**Excerpt to read:**
★ ★ ★ ★
The face-to-face and online harassment of young people, of any sexual orientation, of any gender, of any race, of any socio-economic status, is a bad thing. For the moment, let us put aside those who cling to the antiquated “this is all part of growing up” meme and assume that we all think harassing, attacking and emotionally abusing young people is bad. But, when we are asked to evaluate potential ameliorative responses — harsh punishments, tolerance education, increasing the role of government and a host of other possibilities — it is not enough to simply assume that a problem exists. In order to compare one response against another, we must first engage in a discussion about the values we’re trying to protect over and above solving the problem.

For example, let us assume for the moment that cyberharassment raises only two issues: the speech rights of harassers and the speech rights of victims. If we have to factor into any solution concerns about these stakeholders’ free speech, must we weigh them equally? No. But, then how do we weigh them? Does it matter whose rights? Sure. Those mean harassing kids don’t deserve their rights, only victims do. But, we all know what that kind of reasoning implies. Does it matter that in our example both the perpetrators and victims are students? Do minors even have speech rights (ask Justice Thomas for a resounding “Pfft. Surely you jest!“).

Do we have an adequate basis for finding an answer other than our own personal prejudices? I think we do, but our Internet speech law misses the mark. The legislative history of Section 230 of the Communications Decency Act (the immunity clause) and judicial opinions in cases like Reno v. ACLU, Ashcroft v. ACLU and Zeran v. AmericaOnline suggest that we determine what to value based on our vision of the Internet user as a modern day “pamphleteer” who can reach out “to a world-wide audience,” and do so “anonymous[ly].” A person like that in an environment like that would value individual autonomy and autonomy-based free speech values more than anything else, devaluing other First Amendment values. That vision of the Internet user and his online experience, however, is simply incorrect. Anonymity as a technical matter does not really exist and social networking platforms like Facebook are making anonymity a thing of the past. And, being a pamphleteer that can reach anyone is a little difficult when all content goes through and can be arranged and censored by intermediaries. This Internet user with this online experience would not only be concerned with individual autonomy above all other things. He would be concerned with his reputation, which can be irreparably damaged by online defamation and misbehavior. And, he would be concerned with getting his voice out there, especially since he is completely dependent upon third parties for access.
★ ★ ★ ★
**Material:**
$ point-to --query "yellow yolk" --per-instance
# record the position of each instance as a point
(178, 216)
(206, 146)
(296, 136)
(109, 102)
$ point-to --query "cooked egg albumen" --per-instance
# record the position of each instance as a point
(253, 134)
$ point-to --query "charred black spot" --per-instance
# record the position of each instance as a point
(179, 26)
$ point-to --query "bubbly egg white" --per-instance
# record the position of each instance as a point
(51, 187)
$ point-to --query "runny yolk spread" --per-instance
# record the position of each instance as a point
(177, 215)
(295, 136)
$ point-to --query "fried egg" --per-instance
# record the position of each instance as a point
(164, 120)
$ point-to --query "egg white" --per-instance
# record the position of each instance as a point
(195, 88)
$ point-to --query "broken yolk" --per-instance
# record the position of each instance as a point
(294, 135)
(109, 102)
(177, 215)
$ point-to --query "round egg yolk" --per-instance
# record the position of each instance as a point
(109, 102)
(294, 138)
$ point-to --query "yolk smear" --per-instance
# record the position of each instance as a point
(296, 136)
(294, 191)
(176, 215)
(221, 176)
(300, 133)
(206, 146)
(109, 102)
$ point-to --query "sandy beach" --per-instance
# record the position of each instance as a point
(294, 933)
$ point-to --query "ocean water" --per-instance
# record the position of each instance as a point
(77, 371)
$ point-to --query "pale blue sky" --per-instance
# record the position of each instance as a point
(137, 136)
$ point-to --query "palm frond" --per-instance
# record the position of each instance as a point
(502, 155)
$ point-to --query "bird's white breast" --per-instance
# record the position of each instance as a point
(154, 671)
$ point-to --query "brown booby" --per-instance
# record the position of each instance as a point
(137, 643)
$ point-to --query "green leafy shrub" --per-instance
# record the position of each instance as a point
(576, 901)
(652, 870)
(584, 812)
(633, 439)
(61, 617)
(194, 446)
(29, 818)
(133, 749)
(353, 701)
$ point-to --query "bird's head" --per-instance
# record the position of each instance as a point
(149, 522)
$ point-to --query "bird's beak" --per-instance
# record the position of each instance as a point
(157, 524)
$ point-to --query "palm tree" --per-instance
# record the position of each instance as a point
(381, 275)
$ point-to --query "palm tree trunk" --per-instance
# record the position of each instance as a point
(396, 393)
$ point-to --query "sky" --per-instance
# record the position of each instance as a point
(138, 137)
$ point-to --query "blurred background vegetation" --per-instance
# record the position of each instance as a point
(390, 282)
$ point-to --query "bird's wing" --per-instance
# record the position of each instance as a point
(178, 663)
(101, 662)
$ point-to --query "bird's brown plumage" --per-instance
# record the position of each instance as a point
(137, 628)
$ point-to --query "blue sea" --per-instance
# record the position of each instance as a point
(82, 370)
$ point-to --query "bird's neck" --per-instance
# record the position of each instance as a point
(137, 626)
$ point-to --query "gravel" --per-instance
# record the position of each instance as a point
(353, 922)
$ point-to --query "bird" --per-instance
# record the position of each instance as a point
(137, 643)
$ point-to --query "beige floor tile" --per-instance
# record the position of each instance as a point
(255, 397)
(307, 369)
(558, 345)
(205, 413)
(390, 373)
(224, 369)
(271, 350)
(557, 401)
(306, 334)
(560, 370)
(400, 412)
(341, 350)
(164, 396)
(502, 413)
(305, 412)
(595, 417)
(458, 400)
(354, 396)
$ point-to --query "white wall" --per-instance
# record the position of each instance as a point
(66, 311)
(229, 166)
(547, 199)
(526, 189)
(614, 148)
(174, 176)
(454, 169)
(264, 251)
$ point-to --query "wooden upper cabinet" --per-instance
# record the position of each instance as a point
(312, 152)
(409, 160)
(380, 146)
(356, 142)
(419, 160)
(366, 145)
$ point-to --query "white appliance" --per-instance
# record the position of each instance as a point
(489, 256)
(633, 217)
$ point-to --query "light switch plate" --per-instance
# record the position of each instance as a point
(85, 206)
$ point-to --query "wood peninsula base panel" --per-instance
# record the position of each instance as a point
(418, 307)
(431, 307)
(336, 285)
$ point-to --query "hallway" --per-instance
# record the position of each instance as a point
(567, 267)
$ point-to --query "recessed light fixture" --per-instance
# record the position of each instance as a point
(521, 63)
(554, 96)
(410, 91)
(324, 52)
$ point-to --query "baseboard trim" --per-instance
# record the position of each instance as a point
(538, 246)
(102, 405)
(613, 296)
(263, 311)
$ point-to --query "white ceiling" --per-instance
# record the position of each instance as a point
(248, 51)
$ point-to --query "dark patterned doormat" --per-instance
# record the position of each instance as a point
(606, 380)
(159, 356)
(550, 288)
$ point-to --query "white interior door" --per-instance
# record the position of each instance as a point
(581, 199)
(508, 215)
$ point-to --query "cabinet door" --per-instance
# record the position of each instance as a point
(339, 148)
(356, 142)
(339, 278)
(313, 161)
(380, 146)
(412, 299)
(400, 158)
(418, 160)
★ ★ ★ ★
**Directives:**
1. Reproduce, word for word, the stretch of the cyberharassment text from "The face-to-face and" through "solving the problem.".
2. How many lines of the records contain the string "bird"? Reply with the number alone.

**Solution set:**
1.
The face-to-face and online harassment of young people, of any sexual orientation, of any gender, of any race, of any socio-economic status, is a bad thing. For the moment, let us put aside those who cling to the antiquated “this is all part of growing up” meme and assume that we all think harassing, attacking and emotionally abusing young people is bad. But, when we are asked to evaluate potential ameliorative responses — harsh punishments, tolerance education, increasing the role of government and a host of other possibilities — it is not enough to simply assume that a problem exists. In order to compare one response against another, we must first engage in a discussion about the values we’re trying to protect over and above solving the problem.

2. 7